**The problem:**
Using the report on routine healthcare resuming in Scotland, answer these:
1. In which month was the breast cancer screening programme paused?
2. Where can routine eye care services be provided from Monday?
3. Which sport facilities will stay closed?

(Source extract begins)

Welcome return for routine healthcare
Charities and campaigners have welcomed routine health services have now recommenced. Eye care, breast cancer screening and counselling support groups are among the services resuming as coronavirus restrictions ease.The relaxation is part of the Scottish government's route map out of lockdown in the wake of the pandemic. Other changes scheduled for today will see rules relaxed on outdoor sports coaching. It comes after shielding was paused at the weekend for people considered more vulnerable to Covid-19. The latest changes mean routine eye care services can be provided within community optometry practices and in patients' own homes from Monday. The breast cancer screening programme - which was paused in March - will see anyone not given an appointment because of the lockdown, receive a letter in the coming weeks. Non-NHS drug and alcohol support groups will also be able to provide essential services, following relevant guidance and with physical distancing. For sports coaches, they will now be able to meet with groups of more than four households at a time, although in-door sport facilities will remain closed.

(Source extract ends)
(Given entries begins)

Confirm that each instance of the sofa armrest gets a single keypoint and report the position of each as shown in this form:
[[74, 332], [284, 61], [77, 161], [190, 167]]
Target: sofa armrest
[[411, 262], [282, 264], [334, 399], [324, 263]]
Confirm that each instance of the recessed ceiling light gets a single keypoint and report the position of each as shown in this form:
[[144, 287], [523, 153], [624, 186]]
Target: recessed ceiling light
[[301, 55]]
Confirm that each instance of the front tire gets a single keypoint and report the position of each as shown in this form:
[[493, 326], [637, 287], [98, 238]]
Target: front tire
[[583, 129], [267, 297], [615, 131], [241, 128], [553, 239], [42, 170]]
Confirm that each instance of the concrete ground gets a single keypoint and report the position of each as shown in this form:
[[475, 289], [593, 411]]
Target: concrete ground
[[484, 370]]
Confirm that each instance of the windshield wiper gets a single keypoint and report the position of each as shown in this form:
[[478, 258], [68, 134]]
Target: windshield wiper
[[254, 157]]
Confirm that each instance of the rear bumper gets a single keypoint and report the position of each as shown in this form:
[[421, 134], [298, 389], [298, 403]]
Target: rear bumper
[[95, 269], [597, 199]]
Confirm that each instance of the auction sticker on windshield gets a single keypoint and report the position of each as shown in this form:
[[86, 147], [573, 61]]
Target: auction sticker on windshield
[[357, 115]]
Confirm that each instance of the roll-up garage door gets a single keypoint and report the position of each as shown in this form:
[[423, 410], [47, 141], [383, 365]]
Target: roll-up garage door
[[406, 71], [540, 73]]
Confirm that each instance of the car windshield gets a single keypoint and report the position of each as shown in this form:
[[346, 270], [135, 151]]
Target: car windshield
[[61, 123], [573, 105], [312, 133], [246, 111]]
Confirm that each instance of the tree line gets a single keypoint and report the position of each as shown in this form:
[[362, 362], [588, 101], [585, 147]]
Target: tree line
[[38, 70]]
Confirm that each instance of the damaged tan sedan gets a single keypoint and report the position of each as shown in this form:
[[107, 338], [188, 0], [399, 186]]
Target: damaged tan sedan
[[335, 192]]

(Given entries ends)

**Written response:**
1. March
2. Within community optometry practices and in patients' own homes
3. Indoor sport facilities